Challenge >>
Reproduce the passage from this excerpt about nuclear reactor construction problems, starting at "Today’s news adds" and ending at "prior to licensing.".

-- Start of Document excerpt --

The report adds to problems cited in December by an independent construction monitor, Dr. William Jacobs, who is a veteran nuclear industry engineer. He warned that the problems have persisted despite repeated attempts at resolution, and that efforts to recoup lost time could compound existing cost and schedule problems.
As reported today by the Augusta Chronicle, “Although the project is $28 million under budget [which the independent construction monitor says is due to scheduling delays], the report noted cost increases will become more likely in the future due to further delays, unforeseen modifications that might be needed and change orders that have already begun to emerge from contractors Westinghouse and Stone & Webster.”
Last week, South Carolina Electric & Gas reported $380 million in changes that likely coincide with many of those at Vogtle, since each utility is trying to build two Westinghouse AP1000 reactors. (Georgia Power is claiming trade secret on virtually all cost information except the years-old total estimate of $14 billion for the 2 units).
Today’s news adds fuel to a lawsuit by public interest groups challenging the U.S. Nuclear Regulatory Commission’s approval of the AP1000 plant design. The groups say the agency has not required owners to incorporate widely-expected changes, based on last year’s crippling disaster in Japan, as required by federal law prior to licensing.
Such design changes will boost the prices of AP1000 projects, which could include major alterations such as upgraded protections against earthquakes and consideration of accidents on sites with multiple reactors. Those concerns were fueled this week by a new report on Fukushima revealing that the Japanese government was afraid the triple-meltdown of nuclear reactors would lead to a cascading failure of nearby nuclear plants, thus requiring evacuation of Tokyo.

-- End of Document excerpt --
-- Start of Material shown --

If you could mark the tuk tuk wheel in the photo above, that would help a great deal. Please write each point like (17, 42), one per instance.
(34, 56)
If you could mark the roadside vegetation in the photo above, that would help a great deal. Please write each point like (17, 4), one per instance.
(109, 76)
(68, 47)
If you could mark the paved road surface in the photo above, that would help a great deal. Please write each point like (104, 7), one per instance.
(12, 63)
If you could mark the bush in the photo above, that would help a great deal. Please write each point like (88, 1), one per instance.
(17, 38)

-- End of Material shown --
-- Start of Material shown --

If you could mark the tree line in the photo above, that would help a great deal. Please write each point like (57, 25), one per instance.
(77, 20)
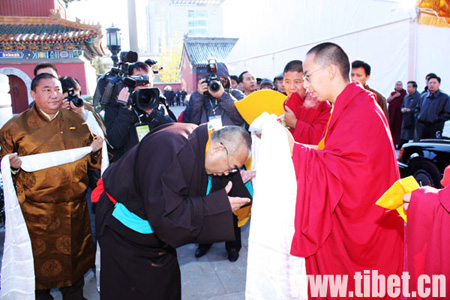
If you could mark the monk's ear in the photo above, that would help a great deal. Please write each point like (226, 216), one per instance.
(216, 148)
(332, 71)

-- End of Material shown --
-- Start of Material shown --

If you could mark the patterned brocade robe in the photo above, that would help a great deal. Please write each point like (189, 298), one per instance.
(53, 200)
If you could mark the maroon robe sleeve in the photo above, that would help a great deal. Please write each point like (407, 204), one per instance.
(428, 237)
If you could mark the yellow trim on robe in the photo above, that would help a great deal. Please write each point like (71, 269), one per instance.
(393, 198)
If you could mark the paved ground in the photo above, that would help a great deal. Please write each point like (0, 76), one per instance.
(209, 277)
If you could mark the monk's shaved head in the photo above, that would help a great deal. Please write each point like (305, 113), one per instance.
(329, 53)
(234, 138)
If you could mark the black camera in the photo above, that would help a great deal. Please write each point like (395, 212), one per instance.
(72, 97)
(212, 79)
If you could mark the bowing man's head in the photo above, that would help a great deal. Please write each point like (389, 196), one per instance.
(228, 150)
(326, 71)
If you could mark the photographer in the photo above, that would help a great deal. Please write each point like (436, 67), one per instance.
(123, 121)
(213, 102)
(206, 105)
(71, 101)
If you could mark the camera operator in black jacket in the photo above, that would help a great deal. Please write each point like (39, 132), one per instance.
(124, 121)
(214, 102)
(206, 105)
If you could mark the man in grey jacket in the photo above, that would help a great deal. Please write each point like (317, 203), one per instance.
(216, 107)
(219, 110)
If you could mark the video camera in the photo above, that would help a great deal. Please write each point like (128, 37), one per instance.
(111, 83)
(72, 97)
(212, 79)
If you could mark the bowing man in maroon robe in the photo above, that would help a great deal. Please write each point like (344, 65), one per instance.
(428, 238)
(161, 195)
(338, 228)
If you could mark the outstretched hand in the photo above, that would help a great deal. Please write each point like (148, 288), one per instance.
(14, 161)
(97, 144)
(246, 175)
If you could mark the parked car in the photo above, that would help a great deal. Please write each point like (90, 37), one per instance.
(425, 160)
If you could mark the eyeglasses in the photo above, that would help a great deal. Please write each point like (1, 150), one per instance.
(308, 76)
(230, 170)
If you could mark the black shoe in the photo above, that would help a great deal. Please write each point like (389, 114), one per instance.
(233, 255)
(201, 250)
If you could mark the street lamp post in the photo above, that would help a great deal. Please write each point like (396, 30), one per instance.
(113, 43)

-- End of Material shown --

Answer to the problem >>
Today’s news adds fuel to a lawsuit by public interest groups challenging the U.S. Nuclear Regulatory Commission’s approval of the AP1000 plant design. The groups say the agency has not required owners to incorporate widely-expected changes, based on last year’s crippling disaster in Japan, as required by federal law prior to licensing.